## Text passage
──────

Judge orders all references to 'Taser' stricken from medical examiner's reports
A Summit County Common Pleas judge ordered the county medical examiner to delete any reference that Tasers contributed to the deaths of three Ohio men.
All three men were in an 'agitated' state and 'on drugs' when police officers shot them with Tasers, and the judge ordered their deaths be ruled 'accidental' also that any reference to "homicide or "electrical pulse stimulation" should be deleted from death certificates and autopsy reports."
Five sheriff's deputies had been indicted on charges related to the death of one of the men, who also had a history of mental illness. The judge further ordered that man's death be ruled as "undetermined" and to "delete any references to homicide and the death possibly being caused by asphyxia, beatings or other factors."
The court hearing centered around the "very narrow issue" of whether or not the use of the Taser Model X26 could contributed in any way to the cause of death.

──────

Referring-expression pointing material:
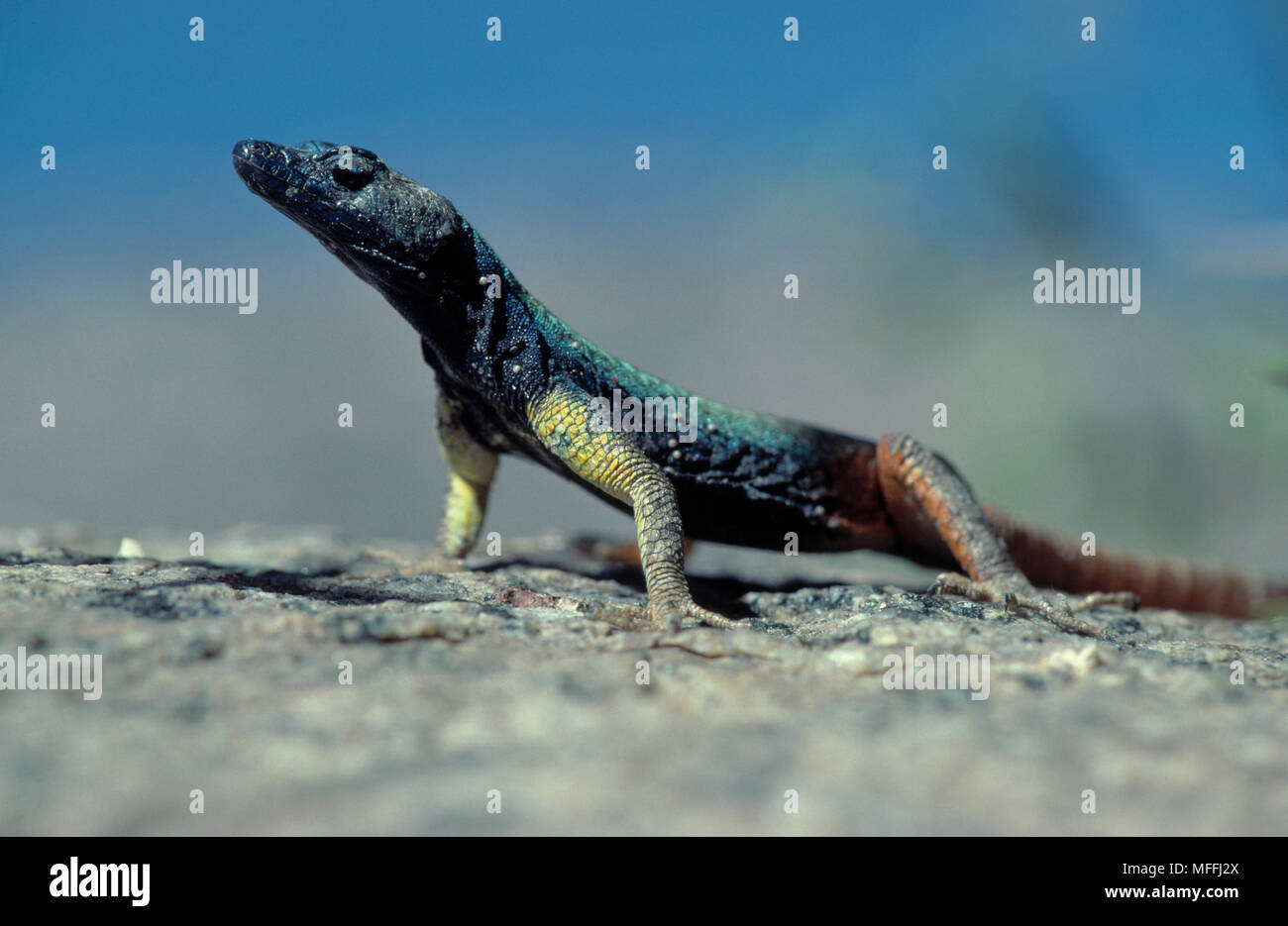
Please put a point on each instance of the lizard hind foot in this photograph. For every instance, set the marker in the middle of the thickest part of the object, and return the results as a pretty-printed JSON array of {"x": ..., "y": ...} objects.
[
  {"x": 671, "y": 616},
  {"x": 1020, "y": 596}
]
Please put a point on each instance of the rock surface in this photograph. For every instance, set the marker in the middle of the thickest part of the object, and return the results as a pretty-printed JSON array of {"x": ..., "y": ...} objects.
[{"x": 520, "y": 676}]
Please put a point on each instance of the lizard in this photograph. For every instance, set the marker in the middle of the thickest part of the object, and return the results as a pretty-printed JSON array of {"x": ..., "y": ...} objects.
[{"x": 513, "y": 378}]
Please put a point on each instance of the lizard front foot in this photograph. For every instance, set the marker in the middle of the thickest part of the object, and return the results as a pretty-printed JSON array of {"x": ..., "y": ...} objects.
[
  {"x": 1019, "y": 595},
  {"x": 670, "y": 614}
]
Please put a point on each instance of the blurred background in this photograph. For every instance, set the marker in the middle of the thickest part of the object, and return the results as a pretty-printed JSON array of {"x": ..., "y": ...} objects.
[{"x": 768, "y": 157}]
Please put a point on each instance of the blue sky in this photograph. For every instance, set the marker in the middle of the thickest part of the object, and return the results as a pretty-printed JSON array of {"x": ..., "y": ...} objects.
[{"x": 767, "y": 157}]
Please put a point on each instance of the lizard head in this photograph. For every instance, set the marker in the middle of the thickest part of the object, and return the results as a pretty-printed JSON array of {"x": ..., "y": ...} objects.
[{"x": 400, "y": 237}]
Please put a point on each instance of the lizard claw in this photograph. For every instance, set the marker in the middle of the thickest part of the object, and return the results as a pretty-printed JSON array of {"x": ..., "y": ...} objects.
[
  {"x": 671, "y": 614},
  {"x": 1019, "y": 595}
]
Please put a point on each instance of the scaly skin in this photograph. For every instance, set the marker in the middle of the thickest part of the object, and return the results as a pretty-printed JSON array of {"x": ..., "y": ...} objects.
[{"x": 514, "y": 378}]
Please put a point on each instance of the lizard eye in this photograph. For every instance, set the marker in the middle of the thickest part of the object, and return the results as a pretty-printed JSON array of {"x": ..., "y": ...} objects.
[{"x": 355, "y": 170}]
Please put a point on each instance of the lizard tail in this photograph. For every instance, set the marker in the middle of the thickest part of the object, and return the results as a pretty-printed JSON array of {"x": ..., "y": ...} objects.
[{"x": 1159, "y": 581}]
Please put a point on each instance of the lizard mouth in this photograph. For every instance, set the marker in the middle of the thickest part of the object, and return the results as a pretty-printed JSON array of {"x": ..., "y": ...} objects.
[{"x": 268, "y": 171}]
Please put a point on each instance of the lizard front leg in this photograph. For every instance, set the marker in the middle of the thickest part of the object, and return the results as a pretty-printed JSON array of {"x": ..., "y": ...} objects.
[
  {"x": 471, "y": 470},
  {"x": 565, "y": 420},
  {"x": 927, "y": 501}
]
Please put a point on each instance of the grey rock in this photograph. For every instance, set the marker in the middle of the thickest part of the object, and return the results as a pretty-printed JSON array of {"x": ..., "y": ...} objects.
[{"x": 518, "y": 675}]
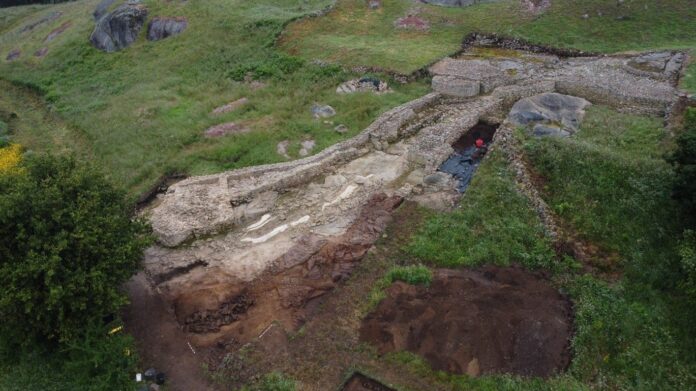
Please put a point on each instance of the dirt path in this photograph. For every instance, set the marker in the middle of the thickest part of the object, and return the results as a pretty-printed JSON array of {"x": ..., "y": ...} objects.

──────

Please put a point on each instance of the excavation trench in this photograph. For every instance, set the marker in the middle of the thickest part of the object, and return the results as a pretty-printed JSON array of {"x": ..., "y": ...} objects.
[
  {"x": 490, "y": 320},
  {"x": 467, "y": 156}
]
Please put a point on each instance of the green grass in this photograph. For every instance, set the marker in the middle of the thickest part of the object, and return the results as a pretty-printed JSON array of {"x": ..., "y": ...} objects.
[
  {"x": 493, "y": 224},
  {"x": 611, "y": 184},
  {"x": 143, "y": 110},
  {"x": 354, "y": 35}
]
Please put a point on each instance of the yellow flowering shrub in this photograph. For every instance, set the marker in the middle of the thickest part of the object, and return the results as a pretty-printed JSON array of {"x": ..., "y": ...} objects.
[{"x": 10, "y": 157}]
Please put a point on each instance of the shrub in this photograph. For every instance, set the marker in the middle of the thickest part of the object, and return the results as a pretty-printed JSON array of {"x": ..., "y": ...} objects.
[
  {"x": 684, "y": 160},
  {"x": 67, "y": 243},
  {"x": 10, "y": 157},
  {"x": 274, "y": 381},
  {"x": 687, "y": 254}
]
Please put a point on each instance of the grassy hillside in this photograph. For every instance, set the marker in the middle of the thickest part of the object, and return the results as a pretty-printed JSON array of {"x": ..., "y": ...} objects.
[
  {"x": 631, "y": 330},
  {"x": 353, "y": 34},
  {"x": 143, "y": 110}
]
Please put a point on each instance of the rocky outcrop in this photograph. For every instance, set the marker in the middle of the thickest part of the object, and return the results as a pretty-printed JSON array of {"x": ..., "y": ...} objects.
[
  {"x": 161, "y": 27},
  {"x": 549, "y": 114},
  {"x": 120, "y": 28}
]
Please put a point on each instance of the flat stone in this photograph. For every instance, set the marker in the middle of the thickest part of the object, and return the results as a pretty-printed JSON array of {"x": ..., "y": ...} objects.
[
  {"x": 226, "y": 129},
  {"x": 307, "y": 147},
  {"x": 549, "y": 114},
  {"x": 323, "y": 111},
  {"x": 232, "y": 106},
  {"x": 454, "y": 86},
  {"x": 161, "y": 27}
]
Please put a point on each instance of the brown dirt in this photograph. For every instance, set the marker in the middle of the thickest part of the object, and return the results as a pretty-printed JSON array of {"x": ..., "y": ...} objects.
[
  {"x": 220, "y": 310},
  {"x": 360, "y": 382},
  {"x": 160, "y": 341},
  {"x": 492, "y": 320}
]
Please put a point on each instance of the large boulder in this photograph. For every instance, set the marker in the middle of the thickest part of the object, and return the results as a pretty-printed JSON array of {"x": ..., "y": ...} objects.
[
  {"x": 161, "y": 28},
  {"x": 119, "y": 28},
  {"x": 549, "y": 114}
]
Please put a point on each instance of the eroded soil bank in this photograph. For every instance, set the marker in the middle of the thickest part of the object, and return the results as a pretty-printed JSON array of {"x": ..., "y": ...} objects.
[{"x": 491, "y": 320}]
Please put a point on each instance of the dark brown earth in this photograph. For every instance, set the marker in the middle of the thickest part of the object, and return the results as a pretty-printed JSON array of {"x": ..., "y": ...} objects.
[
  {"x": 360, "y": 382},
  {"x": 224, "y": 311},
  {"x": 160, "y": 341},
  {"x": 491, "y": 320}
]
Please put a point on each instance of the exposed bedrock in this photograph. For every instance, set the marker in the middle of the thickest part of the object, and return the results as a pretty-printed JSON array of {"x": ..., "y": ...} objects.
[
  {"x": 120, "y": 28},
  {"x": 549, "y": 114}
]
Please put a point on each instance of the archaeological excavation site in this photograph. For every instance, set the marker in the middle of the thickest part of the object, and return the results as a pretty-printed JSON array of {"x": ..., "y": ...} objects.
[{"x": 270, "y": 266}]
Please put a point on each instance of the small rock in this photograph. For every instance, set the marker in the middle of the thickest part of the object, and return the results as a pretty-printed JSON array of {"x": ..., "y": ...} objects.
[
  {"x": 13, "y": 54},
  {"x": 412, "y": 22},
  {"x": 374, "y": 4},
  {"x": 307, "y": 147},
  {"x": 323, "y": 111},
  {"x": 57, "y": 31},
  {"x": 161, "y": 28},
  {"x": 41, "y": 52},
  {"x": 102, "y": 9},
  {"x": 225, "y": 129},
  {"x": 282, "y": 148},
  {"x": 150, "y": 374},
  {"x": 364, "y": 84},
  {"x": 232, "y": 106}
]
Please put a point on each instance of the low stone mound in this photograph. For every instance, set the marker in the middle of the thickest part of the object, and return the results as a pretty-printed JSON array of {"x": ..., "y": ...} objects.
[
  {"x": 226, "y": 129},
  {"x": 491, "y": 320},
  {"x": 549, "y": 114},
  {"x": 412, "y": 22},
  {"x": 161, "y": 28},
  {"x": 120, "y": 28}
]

──────

## Problem details
Please continue the Taser ruling passage from its last sentence, keeping its tone and style.

## Answer space
A Taser International spokesman issued the following statement after the court ruling:
"Taser International believed from the beginning that these determinations of cause of death must be supported by facts, medical research and scientific evidence," spokesman Steve Tuttle said in a prepared statement Friday.
As of mid-April, 68 wrongful-death or injury lawsuits have been dismissed or judgments entered in favor of Taser, according to the company. The company has not lost any product-liability lawsuits.
The attorney from the prosecutor's office representling the medical examiner said of the case:
"It was an interesting case and an uphill battle," said Manley. "Taser is quite a force to be reckoned with and does everything to protect their golden egg, which is the Model X26."